First Nations Special Economic Zones

Main Idea: The US congress should pass legislation that allows the First Nations, aka American Indian Tribes, to create Special Economic Zones on their lands. Tribal governments should be able to overrule any federal or state regulations, and to change tax laws. As part of this legislation, all federal involvement with tribal lands should cease, and the tribes should be given full alienable property rights to all land on the reservation.

Discussion: Special Economic Zones (SEZs) are a proven way to increase economic development and bring wealth to a region. The most famous example is Shenzhen, which was transformed by a SEZ from an undeveloped fishing village to a highly developed urban manufacturing center.

In the USA, tribal lands are the ones in most need of economic development. Poverty is a serious problem. We should be considering any tools available to help these regions. And, for reasons of historical justice, it is very hard to argue against ‘giving’ them more sovereignty over their lands.

This should be a bottom-up process: the US government passes enabling legislation that gives tribal governments broad powers to alter the regulatory environment on their lands, and the tribal governments may then choose to set up rules that meet the needs of their people.

The ‘worst case outcome’ of this is that there is little actual economic development, that tribal lands become like offshore tax havens, and that only a few people in a corrupt local government reap most of the benefits from this tax arbitrage. But I would still consider this an improvement over the status quo, as long as tribal governments are chosen with anything resembling a democratic process. The need to get re-elected would force people in government to share at least some of the benefits with their voting bloc. Turning e.g. the Navajo Reservation into something that resembles the Cayman Islands would be a huge policy win.

**PROVIDED DATA**

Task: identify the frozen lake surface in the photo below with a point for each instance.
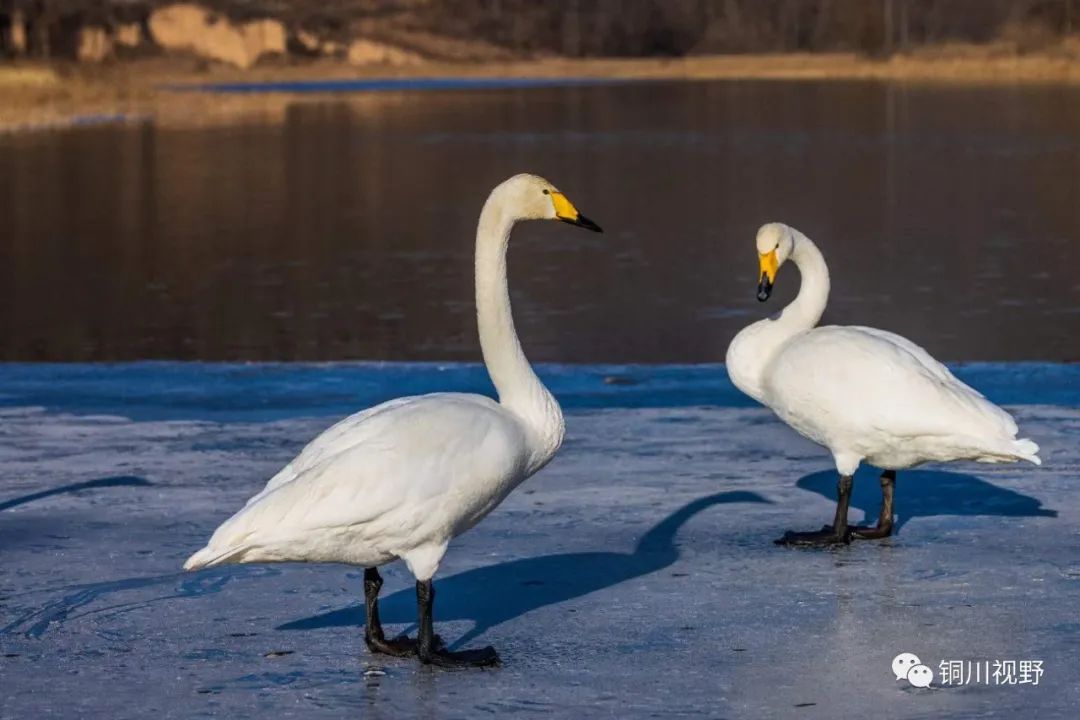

**PROBLEM 1**
Copy word for word the part of the First Nations Special Economic Zones text above that opens with the words containing "Discussion: Special Economic" and closes with "urban manufacturing center.".
**PROBLEM 2**
Write what comes next in the First Nations Special Economic Zones text above, picking up after its final sentence.

**EXERCISE RESULT 1**
Discussion: Special Economic Zones (SEZs) are a proven way to increase economic development and bring wealth to a region. The most famous example is Shenzhen, which was transformed by a SEZ from an undeveloped fishing village to a highly developed urban manufacturing center.

**EXERCISE RESULT 2**
Another plausible failure mode is pollution. Tribal governments might allow industries to do things that harm people outside the borders. To counter this, the enabling legislation could include a provision to fine the tribal government if net pollution is bad enough. Using satellites and other sensors, the US government would monitor pollution that leaves tribal lands, and convert it to a DALY-based measure of harm. Using similar methods, we estimate the harm to the tribe of the pollution that enters tribal lands from outside, both currently and throughout history. If pollution leaving a tribe’s lands is ever found to cause more harm to outsiders than the harm that the tribe has suffered from all the pollution that has ever entered the tribal land throughout the history of the USA, they can then be fined for the marginal net harm.

However, the most likely outcome is the typical thing that happens with a SEZ: tribal governments attract industries by improving the regulatory environment. There will be more jobs, and the value of their real estate will increase. Some of this economic activity will simply be ‘stolen’ from nearby areas, but most of it will lead to an increase in overall wealth. The part that is ‘just’ a transfer should be considered a feature and not a bug: a relatively easy and efficient way to do reparations.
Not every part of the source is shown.